What you need to do: List every line of the records that contains the word "standing".

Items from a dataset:
━━━━━━━━━━━━━━━━

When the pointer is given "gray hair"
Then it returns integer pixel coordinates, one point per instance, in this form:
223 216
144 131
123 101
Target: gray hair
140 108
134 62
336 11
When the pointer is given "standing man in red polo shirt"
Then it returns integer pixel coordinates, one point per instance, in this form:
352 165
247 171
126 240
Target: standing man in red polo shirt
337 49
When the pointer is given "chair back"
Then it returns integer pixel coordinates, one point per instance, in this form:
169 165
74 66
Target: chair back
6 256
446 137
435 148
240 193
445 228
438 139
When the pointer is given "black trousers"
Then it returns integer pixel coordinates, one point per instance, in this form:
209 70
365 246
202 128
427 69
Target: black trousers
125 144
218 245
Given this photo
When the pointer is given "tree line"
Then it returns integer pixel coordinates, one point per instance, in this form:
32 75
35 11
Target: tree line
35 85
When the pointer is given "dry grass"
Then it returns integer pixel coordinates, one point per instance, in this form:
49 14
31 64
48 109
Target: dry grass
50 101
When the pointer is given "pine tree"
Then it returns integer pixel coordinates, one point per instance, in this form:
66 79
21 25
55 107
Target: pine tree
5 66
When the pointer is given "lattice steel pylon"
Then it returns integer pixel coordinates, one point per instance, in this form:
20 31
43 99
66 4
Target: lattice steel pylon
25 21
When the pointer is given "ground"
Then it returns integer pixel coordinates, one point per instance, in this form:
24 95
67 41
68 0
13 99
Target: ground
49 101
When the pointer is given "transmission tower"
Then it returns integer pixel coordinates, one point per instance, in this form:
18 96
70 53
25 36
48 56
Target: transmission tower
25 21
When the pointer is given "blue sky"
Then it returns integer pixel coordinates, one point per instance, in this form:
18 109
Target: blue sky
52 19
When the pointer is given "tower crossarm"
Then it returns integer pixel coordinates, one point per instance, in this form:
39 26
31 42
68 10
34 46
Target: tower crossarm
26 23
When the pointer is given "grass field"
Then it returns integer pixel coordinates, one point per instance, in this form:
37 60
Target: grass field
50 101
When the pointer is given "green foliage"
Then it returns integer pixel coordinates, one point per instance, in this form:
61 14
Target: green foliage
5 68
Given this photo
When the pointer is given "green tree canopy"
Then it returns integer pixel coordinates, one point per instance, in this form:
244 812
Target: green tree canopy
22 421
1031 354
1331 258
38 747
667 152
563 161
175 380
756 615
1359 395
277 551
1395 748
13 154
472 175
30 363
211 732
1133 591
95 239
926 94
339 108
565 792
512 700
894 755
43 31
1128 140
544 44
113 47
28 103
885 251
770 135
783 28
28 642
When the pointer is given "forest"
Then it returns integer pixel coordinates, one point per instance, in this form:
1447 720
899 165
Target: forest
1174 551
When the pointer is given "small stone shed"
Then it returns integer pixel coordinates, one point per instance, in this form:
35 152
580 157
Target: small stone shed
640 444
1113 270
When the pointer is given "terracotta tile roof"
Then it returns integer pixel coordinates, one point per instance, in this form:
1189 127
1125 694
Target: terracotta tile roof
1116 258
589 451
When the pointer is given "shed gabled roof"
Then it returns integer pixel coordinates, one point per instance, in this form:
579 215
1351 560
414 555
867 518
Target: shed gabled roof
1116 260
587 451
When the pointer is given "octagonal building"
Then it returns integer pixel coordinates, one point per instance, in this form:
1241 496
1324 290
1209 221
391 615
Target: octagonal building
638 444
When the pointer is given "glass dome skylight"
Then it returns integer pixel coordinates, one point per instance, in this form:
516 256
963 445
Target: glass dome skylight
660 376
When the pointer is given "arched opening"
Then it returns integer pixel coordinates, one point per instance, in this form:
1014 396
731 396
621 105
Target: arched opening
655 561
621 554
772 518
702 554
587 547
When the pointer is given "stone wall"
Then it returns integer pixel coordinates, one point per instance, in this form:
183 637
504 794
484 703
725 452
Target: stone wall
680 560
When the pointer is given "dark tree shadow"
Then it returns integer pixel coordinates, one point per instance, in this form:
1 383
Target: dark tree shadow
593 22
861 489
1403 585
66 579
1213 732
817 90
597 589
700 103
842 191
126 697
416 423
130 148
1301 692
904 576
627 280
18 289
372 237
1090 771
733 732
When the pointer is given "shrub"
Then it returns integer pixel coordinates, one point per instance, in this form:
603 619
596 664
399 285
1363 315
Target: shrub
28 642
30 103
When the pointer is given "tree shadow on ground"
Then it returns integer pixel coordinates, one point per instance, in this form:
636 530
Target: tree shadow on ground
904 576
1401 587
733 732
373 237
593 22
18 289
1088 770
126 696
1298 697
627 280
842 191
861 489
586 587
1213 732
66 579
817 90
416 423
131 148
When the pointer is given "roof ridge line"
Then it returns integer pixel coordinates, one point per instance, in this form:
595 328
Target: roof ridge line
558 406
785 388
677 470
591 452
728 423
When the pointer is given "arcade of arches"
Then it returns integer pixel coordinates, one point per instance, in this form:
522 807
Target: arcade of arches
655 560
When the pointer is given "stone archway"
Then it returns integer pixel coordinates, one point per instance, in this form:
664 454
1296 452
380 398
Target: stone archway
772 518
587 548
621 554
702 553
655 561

━━━━━━━━━━━━━━━━

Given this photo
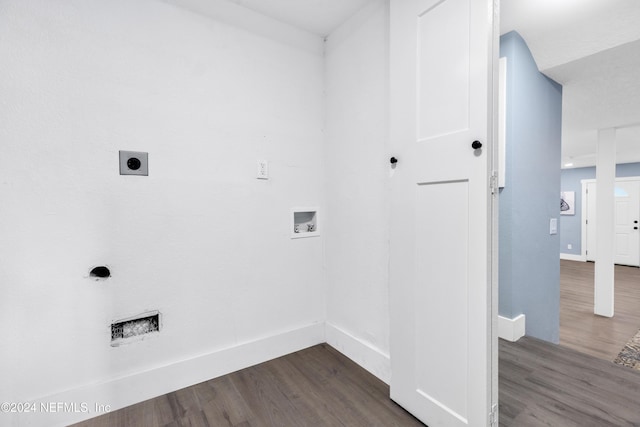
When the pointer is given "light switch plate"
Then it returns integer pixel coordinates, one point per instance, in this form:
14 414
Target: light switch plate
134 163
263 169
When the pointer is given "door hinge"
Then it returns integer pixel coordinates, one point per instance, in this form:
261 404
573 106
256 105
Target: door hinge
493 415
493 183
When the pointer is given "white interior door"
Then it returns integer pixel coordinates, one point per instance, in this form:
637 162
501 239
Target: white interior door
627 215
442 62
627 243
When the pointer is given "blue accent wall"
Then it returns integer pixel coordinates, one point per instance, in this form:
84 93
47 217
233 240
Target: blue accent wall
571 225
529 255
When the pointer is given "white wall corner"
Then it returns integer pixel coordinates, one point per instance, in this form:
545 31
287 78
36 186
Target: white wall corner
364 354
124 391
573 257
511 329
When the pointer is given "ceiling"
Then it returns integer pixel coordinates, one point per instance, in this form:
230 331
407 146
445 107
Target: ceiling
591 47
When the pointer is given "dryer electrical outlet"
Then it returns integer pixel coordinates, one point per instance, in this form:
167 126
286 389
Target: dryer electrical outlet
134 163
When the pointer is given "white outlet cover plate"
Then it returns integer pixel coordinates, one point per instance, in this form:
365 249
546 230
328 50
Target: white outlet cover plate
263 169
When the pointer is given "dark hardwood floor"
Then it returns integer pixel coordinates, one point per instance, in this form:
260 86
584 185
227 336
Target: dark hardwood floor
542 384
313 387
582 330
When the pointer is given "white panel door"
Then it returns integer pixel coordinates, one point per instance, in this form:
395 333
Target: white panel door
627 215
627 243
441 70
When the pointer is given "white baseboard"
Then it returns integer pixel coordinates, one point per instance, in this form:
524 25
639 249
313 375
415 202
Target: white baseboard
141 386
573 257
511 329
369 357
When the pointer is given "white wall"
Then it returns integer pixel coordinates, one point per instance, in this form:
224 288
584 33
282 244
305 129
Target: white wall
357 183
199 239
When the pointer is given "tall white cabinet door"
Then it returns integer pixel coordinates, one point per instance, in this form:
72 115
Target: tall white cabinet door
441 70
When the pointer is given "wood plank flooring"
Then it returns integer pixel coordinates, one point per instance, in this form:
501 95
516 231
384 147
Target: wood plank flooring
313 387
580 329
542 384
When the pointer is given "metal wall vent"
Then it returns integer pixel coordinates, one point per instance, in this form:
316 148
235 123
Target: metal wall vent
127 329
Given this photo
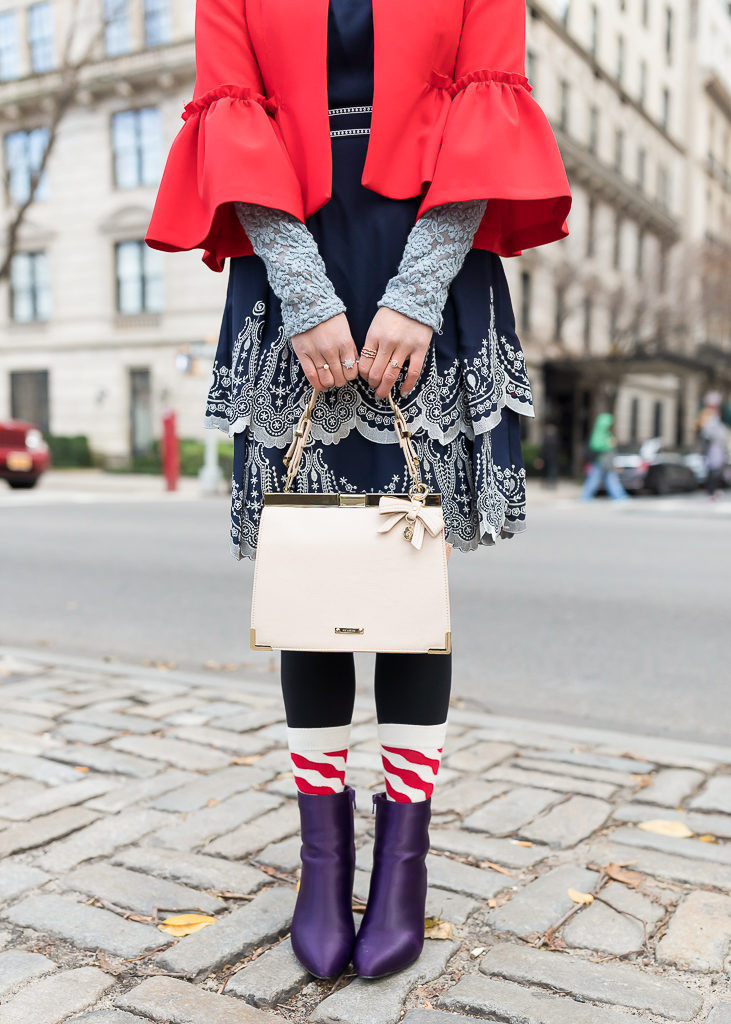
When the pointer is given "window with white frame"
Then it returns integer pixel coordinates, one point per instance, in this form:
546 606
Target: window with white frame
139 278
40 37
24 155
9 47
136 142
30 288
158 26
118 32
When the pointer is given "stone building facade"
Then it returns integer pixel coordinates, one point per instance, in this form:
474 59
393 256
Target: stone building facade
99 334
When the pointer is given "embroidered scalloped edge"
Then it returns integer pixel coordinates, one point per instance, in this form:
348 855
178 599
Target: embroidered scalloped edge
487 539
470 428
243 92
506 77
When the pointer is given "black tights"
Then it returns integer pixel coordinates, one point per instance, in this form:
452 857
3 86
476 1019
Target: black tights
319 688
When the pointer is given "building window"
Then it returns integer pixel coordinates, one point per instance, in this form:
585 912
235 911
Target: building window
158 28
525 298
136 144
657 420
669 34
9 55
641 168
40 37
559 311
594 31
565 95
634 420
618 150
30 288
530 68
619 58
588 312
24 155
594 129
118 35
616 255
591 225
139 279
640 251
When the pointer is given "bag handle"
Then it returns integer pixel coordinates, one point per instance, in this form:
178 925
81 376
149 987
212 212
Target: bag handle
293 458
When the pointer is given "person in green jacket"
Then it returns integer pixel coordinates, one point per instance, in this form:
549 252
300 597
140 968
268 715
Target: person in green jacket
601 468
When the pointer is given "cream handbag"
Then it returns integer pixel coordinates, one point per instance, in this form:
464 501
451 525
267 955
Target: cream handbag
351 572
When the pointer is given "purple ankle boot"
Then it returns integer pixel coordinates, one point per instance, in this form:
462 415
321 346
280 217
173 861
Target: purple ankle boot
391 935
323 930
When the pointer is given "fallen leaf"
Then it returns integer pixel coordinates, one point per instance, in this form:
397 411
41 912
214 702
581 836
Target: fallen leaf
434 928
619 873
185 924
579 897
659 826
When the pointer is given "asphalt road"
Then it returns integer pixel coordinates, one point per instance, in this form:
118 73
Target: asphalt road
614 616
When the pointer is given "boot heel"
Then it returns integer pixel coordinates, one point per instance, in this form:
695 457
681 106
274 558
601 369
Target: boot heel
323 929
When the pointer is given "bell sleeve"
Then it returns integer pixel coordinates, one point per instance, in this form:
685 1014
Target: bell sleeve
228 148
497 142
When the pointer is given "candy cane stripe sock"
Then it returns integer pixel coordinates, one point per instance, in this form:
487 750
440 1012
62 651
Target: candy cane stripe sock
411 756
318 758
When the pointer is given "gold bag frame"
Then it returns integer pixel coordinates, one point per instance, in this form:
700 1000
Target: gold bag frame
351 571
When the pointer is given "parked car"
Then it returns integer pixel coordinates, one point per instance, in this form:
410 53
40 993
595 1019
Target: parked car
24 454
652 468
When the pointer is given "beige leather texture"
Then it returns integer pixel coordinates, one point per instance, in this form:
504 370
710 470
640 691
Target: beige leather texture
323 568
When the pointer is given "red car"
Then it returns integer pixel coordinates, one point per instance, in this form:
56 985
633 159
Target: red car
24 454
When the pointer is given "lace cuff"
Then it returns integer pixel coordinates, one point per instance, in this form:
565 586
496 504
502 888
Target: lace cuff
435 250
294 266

━━━━━━━━━━━━━━━━

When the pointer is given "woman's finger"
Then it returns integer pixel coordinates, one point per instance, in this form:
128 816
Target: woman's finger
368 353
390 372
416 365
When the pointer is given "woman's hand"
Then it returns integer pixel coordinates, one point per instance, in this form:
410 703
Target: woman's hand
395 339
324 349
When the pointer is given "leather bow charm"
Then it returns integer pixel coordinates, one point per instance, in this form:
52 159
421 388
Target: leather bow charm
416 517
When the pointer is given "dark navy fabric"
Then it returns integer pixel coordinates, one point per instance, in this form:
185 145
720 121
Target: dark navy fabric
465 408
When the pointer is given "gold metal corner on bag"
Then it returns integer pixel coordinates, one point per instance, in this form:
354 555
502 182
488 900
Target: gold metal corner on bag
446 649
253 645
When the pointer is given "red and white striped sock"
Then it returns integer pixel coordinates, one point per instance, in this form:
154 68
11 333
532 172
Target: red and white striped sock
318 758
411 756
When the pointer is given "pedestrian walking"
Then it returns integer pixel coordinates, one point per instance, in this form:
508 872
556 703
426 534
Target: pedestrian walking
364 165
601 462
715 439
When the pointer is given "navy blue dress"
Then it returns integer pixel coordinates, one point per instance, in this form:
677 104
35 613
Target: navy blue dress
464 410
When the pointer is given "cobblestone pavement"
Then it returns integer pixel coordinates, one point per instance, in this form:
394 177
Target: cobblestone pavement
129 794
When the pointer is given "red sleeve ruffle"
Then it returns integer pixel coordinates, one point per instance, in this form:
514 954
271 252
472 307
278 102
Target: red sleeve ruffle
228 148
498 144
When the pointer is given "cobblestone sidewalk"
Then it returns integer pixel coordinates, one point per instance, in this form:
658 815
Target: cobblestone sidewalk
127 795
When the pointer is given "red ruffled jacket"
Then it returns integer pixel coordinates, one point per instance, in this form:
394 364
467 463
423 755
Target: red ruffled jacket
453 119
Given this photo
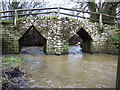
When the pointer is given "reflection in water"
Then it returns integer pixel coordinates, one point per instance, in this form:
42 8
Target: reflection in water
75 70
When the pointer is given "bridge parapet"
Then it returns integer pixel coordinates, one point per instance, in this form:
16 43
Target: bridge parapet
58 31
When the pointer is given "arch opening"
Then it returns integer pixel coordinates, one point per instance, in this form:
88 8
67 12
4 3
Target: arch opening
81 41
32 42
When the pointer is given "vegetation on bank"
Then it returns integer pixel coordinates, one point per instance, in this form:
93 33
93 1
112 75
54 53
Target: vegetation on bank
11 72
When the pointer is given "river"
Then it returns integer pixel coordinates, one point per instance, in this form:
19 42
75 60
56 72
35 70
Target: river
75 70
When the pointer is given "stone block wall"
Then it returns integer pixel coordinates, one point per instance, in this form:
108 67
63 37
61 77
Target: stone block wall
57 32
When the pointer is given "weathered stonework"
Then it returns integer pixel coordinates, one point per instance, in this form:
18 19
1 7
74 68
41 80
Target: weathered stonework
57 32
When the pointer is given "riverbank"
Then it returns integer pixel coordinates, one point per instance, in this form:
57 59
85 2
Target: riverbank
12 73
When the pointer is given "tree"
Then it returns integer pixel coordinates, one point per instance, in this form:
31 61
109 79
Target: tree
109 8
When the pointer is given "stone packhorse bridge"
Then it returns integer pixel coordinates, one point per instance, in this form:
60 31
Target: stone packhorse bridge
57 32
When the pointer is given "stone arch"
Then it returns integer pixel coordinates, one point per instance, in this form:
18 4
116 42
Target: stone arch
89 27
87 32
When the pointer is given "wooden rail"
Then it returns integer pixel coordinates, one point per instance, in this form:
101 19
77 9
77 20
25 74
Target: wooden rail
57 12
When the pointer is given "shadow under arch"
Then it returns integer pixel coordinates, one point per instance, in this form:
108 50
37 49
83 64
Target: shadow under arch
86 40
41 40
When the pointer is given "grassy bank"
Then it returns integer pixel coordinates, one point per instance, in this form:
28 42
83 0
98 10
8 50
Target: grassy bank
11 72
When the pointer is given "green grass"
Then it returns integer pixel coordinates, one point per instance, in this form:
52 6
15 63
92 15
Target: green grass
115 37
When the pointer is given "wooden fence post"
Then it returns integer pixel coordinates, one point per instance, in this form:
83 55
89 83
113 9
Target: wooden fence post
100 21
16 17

━━━━━━━━━━━━━━━━

Complete output:
When the pointer is given "standing man in red polo shirt"
Target: standing man in red polo shirt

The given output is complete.